---------- DATASET

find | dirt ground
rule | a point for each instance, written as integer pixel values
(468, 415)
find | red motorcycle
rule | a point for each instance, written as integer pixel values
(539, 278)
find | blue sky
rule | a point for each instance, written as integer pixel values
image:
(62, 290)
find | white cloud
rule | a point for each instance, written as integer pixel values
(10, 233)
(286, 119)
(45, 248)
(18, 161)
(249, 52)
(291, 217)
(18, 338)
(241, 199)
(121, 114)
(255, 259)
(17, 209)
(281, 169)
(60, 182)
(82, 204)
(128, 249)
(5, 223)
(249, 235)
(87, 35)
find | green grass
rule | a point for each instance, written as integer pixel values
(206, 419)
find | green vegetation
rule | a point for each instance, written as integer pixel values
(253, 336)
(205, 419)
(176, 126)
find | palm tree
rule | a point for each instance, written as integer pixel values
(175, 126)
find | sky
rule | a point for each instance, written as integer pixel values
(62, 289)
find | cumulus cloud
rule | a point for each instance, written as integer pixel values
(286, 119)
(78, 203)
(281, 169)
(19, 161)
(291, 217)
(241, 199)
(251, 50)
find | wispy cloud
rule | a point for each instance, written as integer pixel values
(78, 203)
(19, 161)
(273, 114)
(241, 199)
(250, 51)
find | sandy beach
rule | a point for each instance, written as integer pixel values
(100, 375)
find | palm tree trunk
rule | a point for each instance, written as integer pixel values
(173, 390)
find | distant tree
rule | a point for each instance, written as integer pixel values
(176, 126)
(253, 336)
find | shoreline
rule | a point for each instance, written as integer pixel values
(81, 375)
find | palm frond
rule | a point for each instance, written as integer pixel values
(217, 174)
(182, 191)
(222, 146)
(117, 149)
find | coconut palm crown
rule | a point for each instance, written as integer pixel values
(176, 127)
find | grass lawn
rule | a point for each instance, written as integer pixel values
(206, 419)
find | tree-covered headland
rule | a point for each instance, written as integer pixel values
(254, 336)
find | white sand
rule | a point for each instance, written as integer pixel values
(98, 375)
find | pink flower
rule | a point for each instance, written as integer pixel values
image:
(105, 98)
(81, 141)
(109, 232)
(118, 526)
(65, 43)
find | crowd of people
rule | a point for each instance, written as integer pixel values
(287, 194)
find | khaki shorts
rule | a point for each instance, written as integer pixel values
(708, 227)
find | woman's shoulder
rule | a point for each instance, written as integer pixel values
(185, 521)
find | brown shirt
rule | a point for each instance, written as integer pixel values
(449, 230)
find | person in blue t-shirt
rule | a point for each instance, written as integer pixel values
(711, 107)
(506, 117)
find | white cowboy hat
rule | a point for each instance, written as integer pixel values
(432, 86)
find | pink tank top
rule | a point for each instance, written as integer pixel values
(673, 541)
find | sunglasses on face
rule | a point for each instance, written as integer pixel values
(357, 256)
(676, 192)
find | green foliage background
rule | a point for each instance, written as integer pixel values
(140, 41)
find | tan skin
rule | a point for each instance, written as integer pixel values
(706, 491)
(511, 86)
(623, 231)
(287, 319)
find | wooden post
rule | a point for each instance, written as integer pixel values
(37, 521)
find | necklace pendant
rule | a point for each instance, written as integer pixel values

--------------------

PROBLEM DESCRIPTION:
Look over the records above, and wherever a line contains the string "blue", copy that line.

TASK ANSWER:
find | blue sky
find | person in blue t-shirt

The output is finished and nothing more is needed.